EXERCISE DETAILS -
Copy out all the records exactly.

ENTRIES SUPPLIED -
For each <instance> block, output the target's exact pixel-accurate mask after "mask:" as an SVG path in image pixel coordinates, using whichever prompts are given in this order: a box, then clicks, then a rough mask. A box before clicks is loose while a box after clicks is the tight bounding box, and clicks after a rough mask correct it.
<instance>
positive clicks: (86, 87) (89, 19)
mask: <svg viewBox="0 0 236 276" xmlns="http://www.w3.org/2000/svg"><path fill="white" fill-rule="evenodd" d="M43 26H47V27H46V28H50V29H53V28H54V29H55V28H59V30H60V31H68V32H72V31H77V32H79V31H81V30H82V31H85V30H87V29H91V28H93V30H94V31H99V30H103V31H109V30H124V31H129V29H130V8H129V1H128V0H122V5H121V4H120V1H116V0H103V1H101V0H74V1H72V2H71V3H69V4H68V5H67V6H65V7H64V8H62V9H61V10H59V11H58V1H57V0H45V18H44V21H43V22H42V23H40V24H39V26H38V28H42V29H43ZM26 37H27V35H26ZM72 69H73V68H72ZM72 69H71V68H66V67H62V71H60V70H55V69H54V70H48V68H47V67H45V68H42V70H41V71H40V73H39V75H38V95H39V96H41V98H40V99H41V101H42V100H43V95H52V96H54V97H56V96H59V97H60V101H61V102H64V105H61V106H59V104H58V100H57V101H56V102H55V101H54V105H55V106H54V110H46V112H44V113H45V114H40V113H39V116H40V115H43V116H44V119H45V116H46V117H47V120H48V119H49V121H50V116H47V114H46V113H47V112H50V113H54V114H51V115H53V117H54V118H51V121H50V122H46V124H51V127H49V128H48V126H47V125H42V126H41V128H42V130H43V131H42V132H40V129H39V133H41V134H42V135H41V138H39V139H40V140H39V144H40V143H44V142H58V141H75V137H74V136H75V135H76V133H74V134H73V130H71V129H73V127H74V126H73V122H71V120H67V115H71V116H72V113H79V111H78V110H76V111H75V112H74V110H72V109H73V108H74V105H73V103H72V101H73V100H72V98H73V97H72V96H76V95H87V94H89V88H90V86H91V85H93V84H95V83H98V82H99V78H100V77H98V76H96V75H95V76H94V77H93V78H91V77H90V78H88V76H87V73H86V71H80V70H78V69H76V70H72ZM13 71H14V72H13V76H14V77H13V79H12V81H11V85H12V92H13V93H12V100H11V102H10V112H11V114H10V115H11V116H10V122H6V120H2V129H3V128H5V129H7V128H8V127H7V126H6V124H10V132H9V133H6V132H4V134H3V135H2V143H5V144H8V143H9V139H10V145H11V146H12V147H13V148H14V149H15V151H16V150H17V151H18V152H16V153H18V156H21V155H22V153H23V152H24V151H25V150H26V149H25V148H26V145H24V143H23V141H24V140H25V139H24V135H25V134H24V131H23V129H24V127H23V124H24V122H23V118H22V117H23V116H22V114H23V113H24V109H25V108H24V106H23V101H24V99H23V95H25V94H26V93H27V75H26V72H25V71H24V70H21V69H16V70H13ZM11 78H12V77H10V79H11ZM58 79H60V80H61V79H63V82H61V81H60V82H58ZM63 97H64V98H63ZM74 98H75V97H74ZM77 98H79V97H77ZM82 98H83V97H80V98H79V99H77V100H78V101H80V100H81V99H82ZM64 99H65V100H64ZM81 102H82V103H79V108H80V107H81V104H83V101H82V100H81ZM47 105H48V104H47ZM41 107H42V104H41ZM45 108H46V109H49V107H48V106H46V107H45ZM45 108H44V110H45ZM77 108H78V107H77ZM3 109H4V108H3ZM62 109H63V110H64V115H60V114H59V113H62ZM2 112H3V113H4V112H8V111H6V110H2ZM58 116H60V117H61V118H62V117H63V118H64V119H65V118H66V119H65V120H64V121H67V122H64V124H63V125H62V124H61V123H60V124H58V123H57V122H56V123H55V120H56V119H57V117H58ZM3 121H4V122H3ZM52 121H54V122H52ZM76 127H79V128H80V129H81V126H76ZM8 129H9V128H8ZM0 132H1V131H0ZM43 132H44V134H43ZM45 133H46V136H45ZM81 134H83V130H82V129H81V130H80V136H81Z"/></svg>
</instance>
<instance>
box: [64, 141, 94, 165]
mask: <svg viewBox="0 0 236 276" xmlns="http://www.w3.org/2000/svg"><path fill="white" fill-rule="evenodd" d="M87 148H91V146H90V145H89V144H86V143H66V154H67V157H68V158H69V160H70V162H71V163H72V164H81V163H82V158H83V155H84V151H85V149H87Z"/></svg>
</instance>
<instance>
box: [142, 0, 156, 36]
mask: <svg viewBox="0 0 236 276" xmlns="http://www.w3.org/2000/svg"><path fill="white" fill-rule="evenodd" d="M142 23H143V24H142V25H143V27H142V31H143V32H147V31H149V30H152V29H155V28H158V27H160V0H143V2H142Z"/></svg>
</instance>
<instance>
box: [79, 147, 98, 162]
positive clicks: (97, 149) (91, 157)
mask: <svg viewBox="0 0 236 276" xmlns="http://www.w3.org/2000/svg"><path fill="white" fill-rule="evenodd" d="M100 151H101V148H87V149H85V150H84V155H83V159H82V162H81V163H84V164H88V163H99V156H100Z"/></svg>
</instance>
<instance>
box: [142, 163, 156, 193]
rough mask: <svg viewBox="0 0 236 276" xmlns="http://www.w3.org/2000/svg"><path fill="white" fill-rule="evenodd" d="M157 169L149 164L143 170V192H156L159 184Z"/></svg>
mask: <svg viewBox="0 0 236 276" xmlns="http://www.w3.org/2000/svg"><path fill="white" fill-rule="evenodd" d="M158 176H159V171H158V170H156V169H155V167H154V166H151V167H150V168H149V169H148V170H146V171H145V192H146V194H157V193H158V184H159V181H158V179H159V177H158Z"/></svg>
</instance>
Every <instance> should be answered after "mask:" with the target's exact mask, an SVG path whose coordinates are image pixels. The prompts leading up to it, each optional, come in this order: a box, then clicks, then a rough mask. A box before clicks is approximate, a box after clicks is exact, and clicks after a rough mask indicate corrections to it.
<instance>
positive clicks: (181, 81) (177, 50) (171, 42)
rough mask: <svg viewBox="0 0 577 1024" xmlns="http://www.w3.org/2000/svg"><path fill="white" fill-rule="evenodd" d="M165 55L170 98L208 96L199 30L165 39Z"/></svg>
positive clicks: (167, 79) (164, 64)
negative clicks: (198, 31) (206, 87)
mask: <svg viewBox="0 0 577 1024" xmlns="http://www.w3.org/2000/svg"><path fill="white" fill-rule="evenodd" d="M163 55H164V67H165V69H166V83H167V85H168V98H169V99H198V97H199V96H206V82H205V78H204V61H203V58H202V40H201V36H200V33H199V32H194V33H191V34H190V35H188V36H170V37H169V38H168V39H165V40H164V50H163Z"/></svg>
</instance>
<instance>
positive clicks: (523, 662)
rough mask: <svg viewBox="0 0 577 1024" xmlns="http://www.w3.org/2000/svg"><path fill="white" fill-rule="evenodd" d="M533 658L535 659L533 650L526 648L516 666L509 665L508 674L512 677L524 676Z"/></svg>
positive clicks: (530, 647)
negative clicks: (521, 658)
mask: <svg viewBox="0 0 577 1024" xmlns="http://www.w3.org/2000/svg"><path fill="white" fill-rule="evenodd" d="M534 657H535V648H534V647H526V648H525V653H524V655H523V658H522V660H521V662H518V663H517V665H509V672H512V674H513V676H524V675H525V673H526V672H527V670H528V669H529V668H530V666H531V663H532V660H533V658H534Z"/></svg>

RESPONSE BELOW -
For each <instance> block, output the target's exact pixel-accurate mask after "mask:" as an SVG path in image pixel coordinates, using whichever prompts are given in this order: a box, then clicks, then a rough mask. A box before clicks is loose while a box after clicks is the tight bounding box, and clicks after a rough mask correct it.
<instance>
positive clicks: (86, 87) (89, 19)
mask: <svg viewBox="0 0 236 276" xmlns="http://www.w3.org/2000/svg"><path fill="white" fill-rule="evenodd" d="M43 26H47V27H46V28H50V29H53V28H54V29H55V28H59V30H60V31H68V32H72V31H77V32H79V31H81V30H82V31H85V30H87V29H91V28H93V30H94V31H99V30H103V31H109V30H124V31H129V29H130V8H129V1H128V0H122V5H121V4H120V1H116V0H103V1H101V0H74V1H72V2H71V3H69V4H68V5H67V6H65V7H64V8H62V9H61V10H59V11H58V1H57V0H45V18H44V21H43V22H42V23H40V24H39V26H38V28H42V29H43ZM26 37H27V35H26ZM72 69H73V68H72ZM72 69H71V68H66V67H62V71H60V70H55V69H54V70H48V68H47V67H45V68H42V70H41V71H40V73H39V75H38V95H39V96H41V98H40V99H41V101H42V100H43V95H52V96H54V97H56V96H59V97H60V101H61V102H64V105H61V106H59V104H58V100H57V101H56V102H55V101H54V105H55V106H54V110H46V112H44V113H45V114H40V113H39V116H40V115H43V116H44V119H45V116H46V117H47V120H48V119H49V121H50V116H47V114H46V113H47V112H50V113H54V114H51V115H53V117H54V118H51V121H50V122H46V124H51V127H49V128H48V126H47V125H42V126H41V128H42V130H43V131H42V132H40V129H39V133H41V134H42V135H41V138H39V139H40V140H39V144H40V143H44V142H58V141H75V137H74V136H75V135H76V133H74V134H73V130H71V129H73V127H74V126H73V122H71V120H67V115H71V116H72V113H79V111H78V110H76V111H75V112H74V110H72V109H73V108H74V105H73V103H72V101H73V100H72V98H73V97H72V96H76V95H87V94H89V88H90V86H91V85H93V84H95V83H98V82H99V78H100V77H98V76H96V75H95V76H94V77H93V78H91V77H90V78H88V76H87V73H86V71H80V70H78V69H76V70H72ZM13 71H14V72H13V76H14V77H13V79H12V81H11V85H12V92H13V93H12V100H11V102H10V112H11V114H10V115H11V116H10V122H6V120H2V129H3V128H5V129H7V128H8V127H7V126H6V124H10V132H9V133H6V132H4V134H3V135H2V143H5V144H8V143H9V139H10V145H11V146H12V147H13V148H14V149H15V151H16V150H17V151H18V152H16V153H18V156H21V155H22V153H23V152H24V151H25V150H26V149H25V148H26V145H24V143H23V141H24V140H25V139H24V135H25V134H24V131H23V129H24V127H23V124H24V122H23V118H22V117H23V116H22V114H23V113H24V109H25V108H24V106H23V101H24V99H23V95H25V94H26V93H27V75H26V72H25V71H24V70H21V69H16V70H13ZM11 78H12V77H10V79H11ZM58 79H60V80H61V79H63V82H61V81H60V82H58ZM63 97H64V98H63ZM74 98H75V97H74ZM77 98H79V97H77ZM82 98H83V97H80V98H79V99H77V100H78V101H80V100H81V99H82ZM64 99H65V100H64ZM81 102H82V103H79V108H80V107H81V104H83V101H82V100H81ZM47 105H48V104H47ZM41 107H42V104H41ZM45 108H46V109H49V107H48V106H46V107H45ZM45 108H44V110H45ZM77 108H78V107H77ZM3 109H4V108H3ZM62 109H63V110H64V115H60V114H59V113H62ZM2 112H3V113H4V112H8V111H6V110H2ZM58 116H60V117H61V118H62V117H63V118H64V119H65V118H66V119H65V120H64V121H67V122H64V124H63V125H62V124H61V123H60V124H58V123H57V122H56V123H55V120H56V119H57V117H58ZM3 121H4V122H3ZM52 121H54V122H52ZM76 127H79V128H80V129H81V126H76ZM8 129H9V128H8ZM0 132H1V131H0ZM43 132H44V134H43ZM45 133H46V136H45ZM81 134H83V130H82V129H81V130H80V136H81Z"/></svg>
</instance>
<instance>
box: [64, 141, 94, 165]
mask: <svg viewBox="0 0 236 276" xmlns="http://www.w3.org/2000/svg"><path fill="white" fill-rule="evenodd" d="M87 148H91V146H90V145H89V144H86V143H66V154H67V157H68V158H69V160H70V162H71V163H72V164H81V163H82V158H83V155H84V151H85V149H87Z"/></svg>
</instance>
<instance>
box: [142, 0, 156, 36]
mask: <svg viewBox="0 0 236 276" xmlns="http://www.w3.org/2000/svg"><path fill="white" fill-rule="evenodd" d="M142 23H143V24H142V25H143V27H142V31H143V32H147V31H149V30H152V29H155V28H158V27H160V0H143V2H142Z"/></svg>
</instance>
<instance>
box: [79, 147, 98, 162]
positive clicks: (97, 149) (91, 157)
mask: <svg viewBox="0 0 236 276" xmlns="http://www.w3.org/2000/svg"><path fill="white" fill-rule="evenodd" d="M100 151H101V148H87V149H85V150H84V155H83V159H82V162H81V163H84V164H88V163H99V156H100Z"/></svg>
</instance>
<instance>
box: [142, 163, 156, 193]
rough mask: <svg viewBox="0 0 236 276" xmlns="http://www.w3.org/2000/svg"><path fill="white" fill-rule="evenodd" d="M157 169L149 164L143 170V192H156L159 184Z"/></svg>
mask: <svg viewBox="0 0 236 276" xmlns="http://www.w3.org/2000/svg"><path fill="white" fill-rule="evenodd" d="M158 176H159V171H158V170H156V169H155V167H154V166H151V167H150V168H149V169H148V170H146V171H145V192H146V194H157V193H158V184H159V181H158V179H159V177H158Z"/></svg>
</instance>
Every <instance> should be answered after "mask:" with the target's exact mask, an SVG path whose coordinates are image pixels. The prompts leading up to it, each optional, come in this order: a box, then clicks, then a rough mask. A box before clicks is approximate, a box after clicks is exact, and clicks after a rough mask indicate corrections to it.
<instance>
positive clicks: (181, 81) (177, 50) (171, 42)
rough mask: <svg viewBox="0 0 577 1024" xmlns="http://www.w3.org/2000/svg"><path fill="white" fill-rule="evenodd" d="M165 55L170 98L208 96L199 30L165 39Z"/></svg>
positive clicks: (167, 79) (164, 64)
negative clicks: (198, 31) (206, 87)
mask: <svg viewBox="0 0 577 1024" xmlns="http://www.w3.org/2000/svg"><path fill="white" fill-rule="evenodd" d="M163 55H164V67H165V69H166V83H167V85H168V98H169V99H198V97H199V96H206V82H205V78H204V61H203V58H202V40H201V36H200V33H199V32H194V33H191V34H190V35H188V36H170V37H169V38H168V39H165V40H164V50H163Z"/></svg>
</instance>
<instance>
positive clicks: (523, 662)
rough mask: <svg viewBox="0 0 577 1024" xmlns="http://www.w3.org/2000/svg"><path fill="white" fill-rule="evenodd" d="M533 658L535 659L533 650L526 648L516 666L509 665L508 674L512 677L524 676Z"/></svg>
positive clicks: (530, 647)
negative clicks: (521, 658)
mask: <svg viewBox="0 0 577 1024" xmlns="http://www.w3.org/2000/svg"><path fill="white" fill-rule="evenodd" d="M534 657H535V648H534V647H526V648H525V653H524V655H523V658H522V660H521V662H518V663H517V665H509V672H512V674H513V676H524V675H525V673H526V672H527V670H528V669H529V668H530V666H531V663H532V660H533V658H534Z"/></svg>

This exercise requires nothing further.